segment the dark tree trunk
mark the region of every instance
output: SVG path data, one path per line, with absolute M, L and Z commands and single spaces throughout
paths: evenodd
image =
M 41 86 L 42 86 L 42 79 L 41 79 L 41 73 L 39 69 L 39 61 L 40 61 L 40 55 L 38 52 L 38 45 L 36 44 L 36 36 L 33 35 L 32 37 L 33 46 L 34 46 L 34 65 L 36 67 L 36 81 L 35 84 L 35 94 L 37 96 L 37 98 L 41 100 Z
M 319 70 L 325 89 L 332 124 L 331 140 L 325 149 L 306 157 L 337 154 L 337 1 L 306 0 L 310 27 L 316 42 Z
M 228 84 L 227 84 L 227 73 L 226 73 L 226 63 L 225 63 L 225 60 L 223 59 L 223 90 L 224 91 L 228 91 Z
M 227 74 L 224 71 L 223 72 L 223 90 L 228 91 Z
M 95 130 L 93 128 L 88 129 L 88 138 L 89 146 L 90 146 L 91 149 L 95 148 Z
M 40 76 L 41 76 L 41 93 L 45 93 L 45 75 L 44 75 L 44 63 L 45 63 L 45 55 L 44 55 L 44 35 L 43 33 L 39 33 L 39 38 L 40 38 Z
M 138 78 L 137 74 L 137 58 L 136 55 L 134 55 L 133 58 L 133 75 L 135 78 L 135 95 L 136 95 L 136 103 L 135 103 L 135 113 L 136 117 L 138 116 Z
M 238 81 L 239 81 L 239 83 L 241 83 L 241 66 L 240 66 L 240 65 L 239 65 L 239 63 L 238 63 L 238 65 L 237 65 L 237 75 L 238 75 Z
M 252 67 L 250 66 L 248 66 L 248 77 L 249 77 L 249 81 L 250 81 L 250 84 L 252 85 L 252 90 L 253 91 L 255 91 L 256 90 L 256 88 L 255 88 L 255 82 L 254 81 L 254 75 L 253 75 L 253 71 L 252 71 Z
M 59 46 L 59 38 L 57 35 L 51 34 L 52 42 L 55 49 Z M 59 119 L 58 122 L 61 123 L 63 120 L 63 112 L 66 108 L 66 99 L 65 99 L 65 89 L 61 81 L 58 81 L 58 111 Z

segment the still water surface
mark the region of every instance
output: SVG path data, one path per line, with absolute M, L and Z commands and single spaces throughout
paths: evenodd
* * * *
Task directions: Transcribe each entry precisely, missing none.

Solution for this exercise:
segment the dark tree trunk
mark the region of every instance
output: SVG path data, one path per line, with absolute M, L and Z commands and single spaces throughout
paths: evenodd
image =
M 41 86 L 42 86 L 42 79 L 41 79 L 41 73 L 39 69 L 39 61 L 40 61 L 40 55 L 38 52 L 38 45 L 36 44 L 36 36 L 33 35 L 32 37 L 33 46 L 34 46 L 34 65 L 36 67 L 36 81 L 35 84 L 35 94 L 37 96 L 37 98 L 41 100 Z
M 319 70 L 325 89 L 332 124 L 331 140 L 325 149 L 306 157 L 337 154 L 337 1 L 306 0 L 310 27 L 316 42 Z
M 228 84 L 227 84 L 227 73 L 226 73 L 226 63 L 225 63 L 225 60 L 223 59 L 223 90 L 224 91 L 228 91 Z
M 227 74 L 224 71 L 223 72 L 223 90 L 228 91 Z
M 95 130 L 93 128 L 88 129 L 88 138 L 89 146 L 90 146 L 91 149 L 95 148 Z
M 40 76 L 41 76 L 41 93 L 45 93 L 45 75 L 44 75 L 44 63 L 45 63 L 45 55 L 44 55 L 44 35 L 43 33 L 39 33 L 39 38 L 40 38 Z
M 138 78 L 137 74 L 137 58 L 136 55 L 134 55 L 133 58 L 133 75 L 135 78 L 135 95 L 136 95 L 136 103 L 135 103 L 135 113 L 136 117 L 138 116 Z
M 238 81 L 239 81 L 239 83 L 241 83 L 241 66 L 240 66 L 240 65 L 239 65 L 239 63 L 238 63 L 238 65 L 237 65 L 237 75 L 238 75 Z
M 252 67 L 250 66 L 248 66 L 248 77 L 249 77 L 249 81 L 250 81 L 250 84 L 252 85 L 252 90 L 253 91 L 255 91 L 256 90 L 256 88 L 255 88 L 255 82 L 254 81 L 254 75 L 253 75 L 253 71 L 252 71 Z
M 59 46 L 59 38 L 57 35 L 51 34 L 52 42 L 55 49 Z M 59 119 L 58 122 L 61 123 L 63 120 L 63 112 L 66 108 L 66 99 L 65 99 L 65 89 L 61 81 L 58 81 L 58 111 Z

segment the still water surface
mark the region of every instance
output: SVG path data, one path per line, with absolute M, L and Z commands and single spaces throughout
paths: evenodd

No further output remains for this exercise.